> [SET EXERCISE]: Reproduce the whole listing below line for line, leaving out the picture.

> [DATA PROVIDED]:
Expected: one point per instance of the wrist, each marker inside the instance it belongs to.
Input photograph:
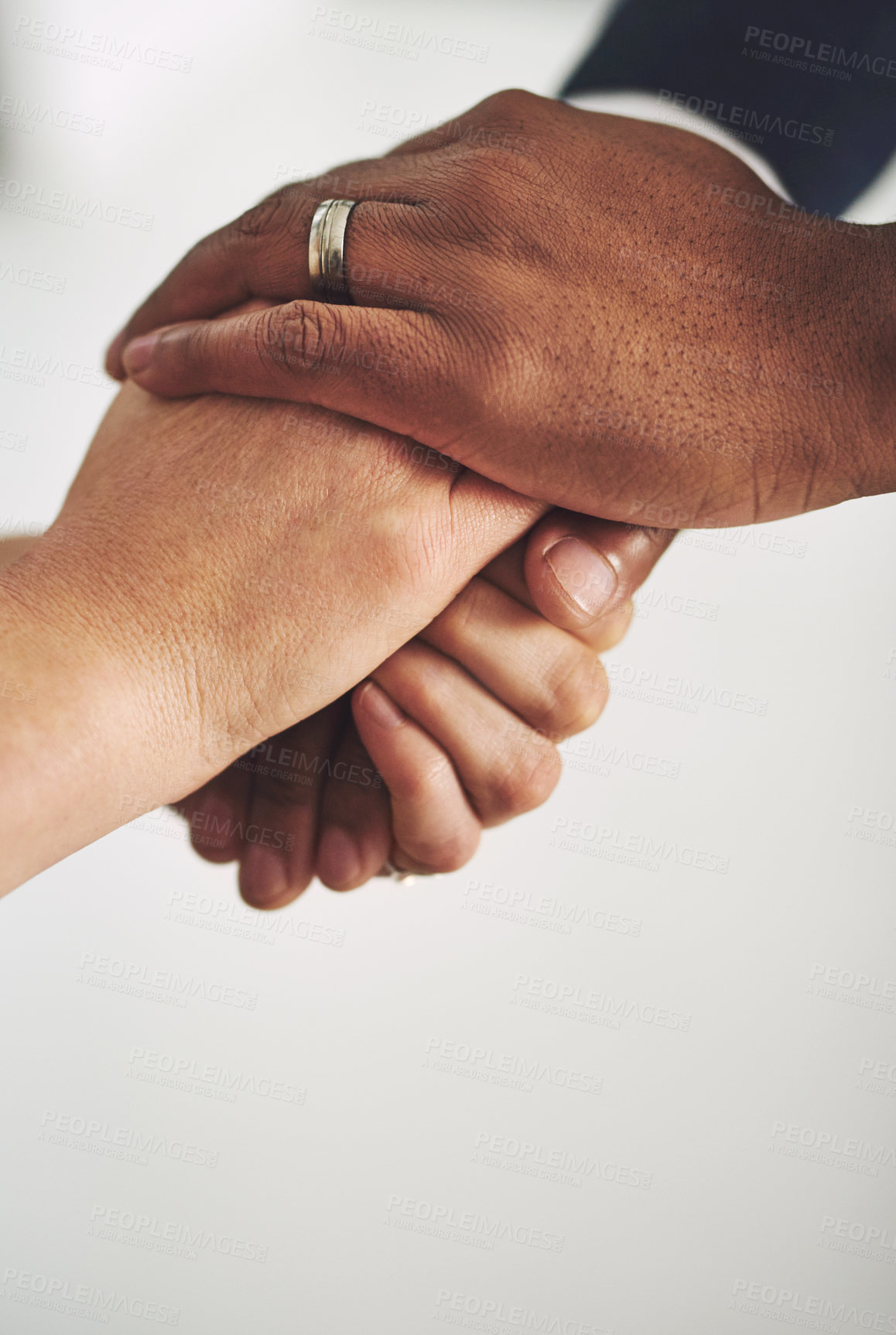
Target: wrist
(88, 736)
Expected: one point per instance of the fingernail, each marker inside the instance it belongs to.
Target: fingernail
(112, 354)
(338, 857)
(587, 576)
(138, 354)
(213, 824)
(262, 876)
(379, 707)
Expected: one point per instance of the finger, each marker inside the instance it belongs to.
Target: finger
(279, 837)
(434, 828)
(548, 677)
(580, 570)
(265, 252)
(354, 823)
(369, 364)
(504, 765)
(217, 812)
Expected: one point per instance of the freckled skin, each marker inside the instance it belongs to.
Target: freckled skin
(570, 305)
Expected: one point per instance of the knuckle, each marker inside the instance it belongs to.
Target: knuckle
(261, 219)
(574, 693)
(443, 854)
(287, 792)
(526, 782)
(296, 334)
(513, 101)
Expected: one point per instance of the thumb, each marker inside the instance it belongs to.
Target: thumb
(580, 570)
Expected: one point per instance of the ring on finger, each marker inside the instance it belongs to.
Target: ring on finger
(327, 247)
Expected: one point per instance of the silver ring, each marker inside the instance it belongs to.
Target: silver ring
(326, 247)
(394, 874)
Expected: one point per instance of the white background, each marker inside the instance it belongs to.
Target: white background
(384, 1019)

> [PROBLEM SOLUTION]:
Expected: one point per instance of the wrist, each marker inside the instance it belongs to.
Input photograph:
Target: wrist
(88, 736)
Expected: one point per instance of the fingernail, each marker inside the instance it belongs to.
Target: fingernail
(112, 354)
(338, 857)
(587, 576)
(138, 354)
(213, 824)
(262, 876)
(379, 707)
Expected: one point per instance of the finger, each marker inside the instance it belongs to.
Target: finger
(279, 837)
(434, 828)
(548, 677)
(580, 570)
(265, 252)
(354, 823)
(369, 364)
(504, 765)
(217, 812)
Expected: one point per instance of the freckled skin, each marker inside the instance it belongs to.
Target: freckled skin
(570, 305)
Expected: one point per instance of the knuckle, each marker inside the instance it belongs to.
Target: knuckle
(261, 219)
(574, 693)
(443, 854)
(287, 792)
(526, 782)
(296, 334)
(513, 101)
Expected: one point per instance of the thumb, each marker inside the instance it belongs to.
Target: thumb
(580, 570)
Expected: one point per instance of the ring on finger, each marker inside the instance it belongs to.
Target: ring on finger
(327, 247)
Expected: one point per instance of the silver ring, each marker inside the instance it belongs to.
Target: silver ring
(326, 247)
(394, 874)
Expected: one point per instance of the white background, each marker inside the instance it belongs to.
Target: white background
(384, 1019)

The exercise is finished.